• _Jobs_
1. Decide whether each statement below agrees with the rebranding essay. For each, answer yes or no and quote the words of the essay that decide it.
(a) Research from the 1950s was misread by the liberal elite to mean that criminals were not responsible for their actions.
(b) Groups that can stand in open defiance of the status quo are cast as victims.
(c) The crime wave of the 60s is now widely understood.
2. Extract the passage of the rebranding essay between "Recent days have" and "obtained by torture.", inclusive.

• _Document section_

>>>

Rebranding the Enemy

The Left has developed no end of tricks to manipulate debates without the trouble of making a case or putting together an argument. Many of them have been in wide use for decades without ever being identified, much less counteracted. One example widely seen in recent weeks is a technique closely related to what the PR industry calls "rebranding": taking a group that is loathed for any number of good reasons - terrorists, criminals, druggies, what have you - and subtly reworking their image over time to present them instead as victims.

One group that benefited from this style of makeover was the American criminal class.

During the 1950s, research carried out by criminologists and psychologists was misinterpreted by the liberal elite to mean that criminals were not responsible for their actions, that they had been coerced into violating the law by forces beyond their control, such as poverty, lack of education, mental disorders and so on. "It's not their fault, society is to blame", became the watchword of the day. Newspaper editorials, films, and television programs repeated the concept until, by the end of the decade, it had became the consensus view. It found policy expression through such programs as decriminalization of minor offenses, sentence reduction, probation rather than prison, and a general vilification of the police. In the end, it acted as a major driver of the great crime wave of the 60s, one of the worst disasters this country ever endured, and one still not widely understood.

The same technique has been utilized to reform the reputations of drug addicts, assorted sexual deviants, the Sandinistas, the Palestinians, and other enemies of civilization. As a rule of thumb, if the group is vulnerable to counteraction by the status quo, they become victims. If, on the other hand, they can stand on their own in open defiance, like Castro or the Viet Cong, they're treated as heroes.

Recent days have seen this process applied to the Jihadis. The first example involves Khalid Sheik Mohammed, Al Qaeda's infamous KSM. You don't have to believe the account contained in his confession claiming responsibility for every disaster since the Hindenburg to be aware that KSM is quite a vile piece of work, who at this moment is exactly where he ought to be. It's a little difficult imagining anyone thinking otherwise.

That is, if you hadn't considered Human Rights Watch. No sooner had KSM's hearing taken place than Kenneth Roth,  the organization's executive director, questioned its legality and whether the confession was obtained by torture.
"We won't know that unless there is an independent hearing," he said. "We need to know if this purported confession would be enough to convict him at a fair trial or would it have to be suppressed as the fruit of torture?"

<<<

• _Data entries_
>>>

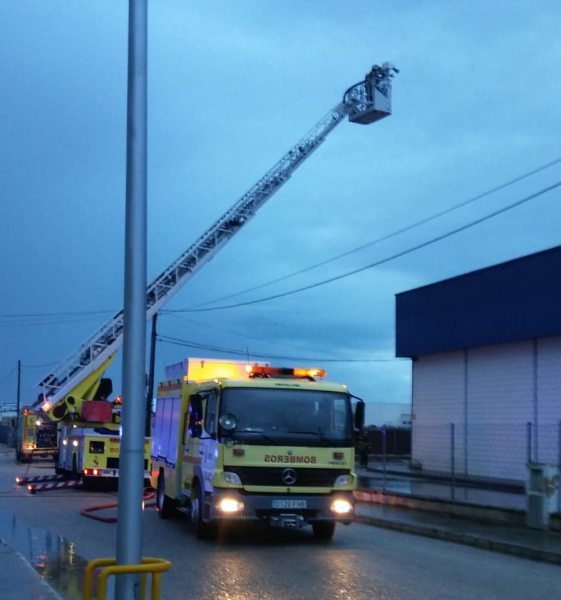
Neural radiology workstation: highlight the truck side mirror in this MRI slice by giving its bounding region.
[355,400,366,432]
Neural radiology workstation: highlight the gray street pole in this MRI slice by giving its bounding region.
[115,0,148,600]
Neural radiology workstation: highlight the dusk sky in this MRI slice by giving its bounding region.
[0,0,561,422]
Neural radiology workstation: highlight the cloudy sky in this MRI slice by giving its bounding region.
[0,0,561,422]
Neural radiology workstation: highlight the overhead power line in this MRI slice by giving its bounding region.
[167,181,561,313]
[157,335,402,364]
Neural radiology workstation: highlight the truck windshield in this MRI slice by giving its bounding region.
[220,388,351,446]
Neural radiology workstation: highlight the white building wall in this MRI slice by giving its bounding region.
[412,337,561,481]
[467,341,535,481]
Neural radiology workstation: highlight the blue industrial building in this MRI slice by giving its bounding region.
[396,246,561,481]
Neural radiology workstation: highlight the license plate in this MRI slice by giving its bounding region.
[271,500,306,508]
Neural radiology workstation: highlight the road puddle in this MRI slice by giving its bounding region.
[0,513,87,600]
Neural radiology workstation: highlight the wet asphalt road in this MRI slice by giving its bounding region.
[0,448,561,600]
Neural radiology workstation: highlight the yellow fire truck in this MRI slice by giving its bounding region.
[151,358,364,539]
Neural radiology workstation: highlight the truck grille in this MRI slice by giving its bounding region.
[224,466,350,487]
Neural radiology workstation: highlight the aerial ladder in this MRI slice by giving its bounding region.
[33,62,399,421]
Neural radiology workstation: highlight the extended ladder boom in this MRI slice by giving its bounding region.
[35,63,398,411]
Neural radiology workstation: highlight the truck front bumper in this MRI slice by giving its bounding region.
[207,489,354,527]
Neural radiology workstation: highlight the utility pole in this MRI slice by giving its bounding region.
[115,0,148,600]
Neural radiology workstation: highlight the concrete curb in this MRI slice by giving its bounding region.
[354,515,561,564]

<<<
>>>

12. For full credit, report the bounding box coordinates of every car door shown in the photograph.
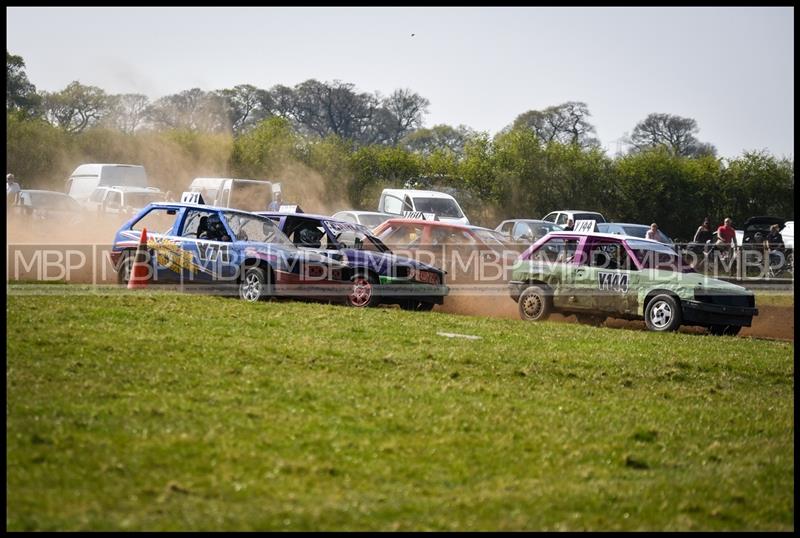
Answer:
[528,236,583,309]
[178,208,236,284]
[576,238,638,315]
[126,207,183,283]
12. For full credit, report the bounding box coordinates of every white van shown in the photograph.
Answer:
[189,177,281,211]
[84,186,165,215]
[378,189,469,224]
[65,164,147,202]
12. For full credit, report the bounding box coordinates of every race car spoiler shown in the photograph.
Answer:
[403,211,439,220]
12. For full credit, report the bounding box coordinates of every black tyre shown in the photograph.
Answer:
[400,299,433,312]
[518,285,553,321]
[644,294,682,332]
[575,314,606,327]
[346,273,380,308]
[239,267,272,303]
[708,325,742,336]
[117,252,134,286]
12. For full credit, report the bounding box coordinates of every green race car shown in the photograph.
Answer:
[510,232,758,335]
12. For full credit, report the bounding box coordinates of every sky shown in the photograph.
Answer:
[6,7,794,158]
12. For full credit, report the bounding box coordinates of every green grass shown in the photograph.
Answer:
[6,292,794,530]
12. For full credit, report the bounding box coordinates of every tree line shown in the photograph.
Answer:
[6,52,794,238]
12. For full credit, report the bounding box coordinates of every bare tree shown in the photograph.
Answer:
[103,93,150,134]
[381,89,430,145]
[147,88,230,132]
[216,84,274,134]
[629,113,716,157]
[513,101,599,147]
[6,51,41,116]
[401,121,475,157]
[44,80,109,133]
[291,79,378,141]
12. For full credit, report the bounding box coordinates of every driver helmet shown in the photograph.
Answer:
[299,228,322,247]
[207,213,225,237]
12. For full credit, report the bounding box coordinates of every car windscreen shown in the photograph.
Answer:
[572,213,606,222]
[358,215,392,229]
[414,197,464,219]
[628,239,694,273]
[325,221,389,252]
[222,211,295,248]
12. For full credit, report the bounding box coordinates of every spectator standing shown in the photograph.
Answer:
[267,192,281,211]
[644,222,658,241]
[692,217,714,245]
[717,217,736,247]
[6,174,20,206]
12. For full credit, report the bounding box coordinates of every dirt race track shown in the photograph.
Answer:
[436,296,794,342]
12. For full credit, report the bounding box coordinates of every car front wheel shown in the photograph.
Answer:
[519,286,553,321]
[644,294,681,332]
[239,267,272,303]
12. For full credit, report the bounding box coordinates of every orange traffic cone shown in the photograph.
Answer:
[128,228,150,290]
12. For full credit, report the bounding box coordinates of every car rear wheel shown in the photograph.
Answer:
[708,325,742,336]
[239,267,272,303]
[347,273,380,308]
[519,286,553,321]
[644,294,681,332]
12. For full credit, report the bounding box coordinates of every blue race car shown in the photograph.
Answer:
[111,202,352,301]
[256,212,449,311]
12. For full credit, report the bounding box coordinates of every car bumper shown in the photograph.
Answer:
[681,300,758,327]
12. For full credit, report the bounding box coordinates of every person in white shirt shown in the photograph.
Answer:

<<<

• _Exercise results_
1.
(a) Yes: "was misinterpreted by the liberal elite to mean that criminals were not responsible for their actions"
(b) No: "they're treated as heroes"
(c) No: "one still not widely understood"

2.
Recent days have seen this process applied to the Jihadis. The first example involves Khalid Sheik Mohammed, Al Qaeda's infamous KSM. You don't have to believe the account contained in his confession claiming responsibility for every disaster since the Hindenburg to be aware that KSM is quite a vile piece of work, who at this moment is exactly where he ought to be. It's a little difficult imagining anyone thinking otherwise.

That is, if you hadn't considered Human Rights Watch. No sooner had KSM's hearing taken place than Kenneth Roth,  the organization's executive director, questioned its legality and whether the confession was obtained by torture.